-- Opening Marker --

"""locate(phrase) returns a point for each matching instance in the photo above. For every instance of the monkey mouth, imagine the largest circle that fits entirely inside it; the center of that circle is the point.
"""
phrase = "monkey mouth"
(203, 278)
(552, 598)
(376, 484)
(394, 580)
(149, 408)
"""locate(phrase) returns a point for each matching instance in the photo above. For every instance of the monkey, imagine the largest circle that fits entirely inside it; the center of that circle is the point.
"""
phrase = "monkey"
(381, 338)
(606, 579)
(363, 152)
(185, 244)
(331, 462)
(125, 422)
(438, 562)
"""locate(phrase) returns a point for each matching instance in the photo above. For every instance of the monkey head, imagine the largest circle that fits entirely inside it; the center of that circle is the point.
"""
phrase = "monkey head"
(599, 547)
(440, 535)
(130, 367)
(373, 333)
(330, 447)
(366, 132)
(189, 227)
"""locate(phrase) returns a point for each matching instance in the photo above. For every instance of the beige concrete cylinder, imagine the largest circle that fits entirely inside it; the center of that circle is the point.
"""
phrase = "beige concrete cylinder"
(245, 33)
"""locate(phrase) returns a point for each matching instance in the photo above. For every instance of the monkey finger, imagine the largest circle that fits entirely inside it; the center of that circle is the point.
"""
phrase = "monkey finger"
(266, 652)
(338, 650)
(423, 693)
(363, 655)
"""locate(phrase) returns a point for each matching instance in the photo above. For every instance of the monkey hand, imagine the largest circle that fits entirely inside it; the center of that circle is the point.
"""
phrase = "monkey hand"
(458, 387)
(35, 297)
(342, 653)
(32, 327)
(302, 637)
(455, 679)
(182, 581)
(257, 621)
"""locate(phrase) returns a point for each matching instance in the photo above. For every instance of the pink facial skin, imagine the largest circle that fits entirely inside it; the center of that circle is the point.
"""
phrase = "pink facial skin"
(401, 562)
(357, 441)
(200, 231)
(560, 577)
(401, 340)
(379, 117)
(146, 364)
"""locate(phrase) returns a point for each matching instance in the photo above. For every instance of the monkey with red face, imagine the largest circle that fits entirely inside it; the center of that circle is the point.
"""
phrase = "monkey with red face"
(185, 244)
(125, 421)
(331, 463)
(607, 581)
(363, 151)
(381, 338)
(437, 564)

-- Closing Marker --

- Directions for this task
An exact printout is needed of the lines from the one containing "monkey hand, imagine" through the end of the listing above, both of those lines included, and nothing else.

- Exercise output
"""locate(phrase) returns a point for each matching instance in the photo above. For every instance of the monkey hand, imagine the largest circle that fits entirely inside it; the center of that circle is the point.
"""
phrase = "monkey hand"
(458, 387)
(35, 297)
(342, 653)
(32, 327)
(302, 637)
(455, 679)
(182, 581)
(257, 621)
"""locate(phrase) returns a point for each matching instance in the photo above. For every instance of the pink facial skin, imagine the largest circle that fits entirely inside it; the center of that circle is the point.
"""
phrase = "pink facial skin"
(401, 562)
(357, 441)
(200, 231)
(560, 577)
(401, 340)
(379, 117)
(146, 364)
"""locate(phrase) returns a point for each matching instance in the photo above. For every instance of the monkey with red face, imagine the largest circle that fits entirely inside it; the center of that circle is the point.
"""
phrase = "monkey with red face"
(185, 244)
(125, 421)
(331, 463)
(607, 581)
(363, 151)
(381, 338)
(437, 564)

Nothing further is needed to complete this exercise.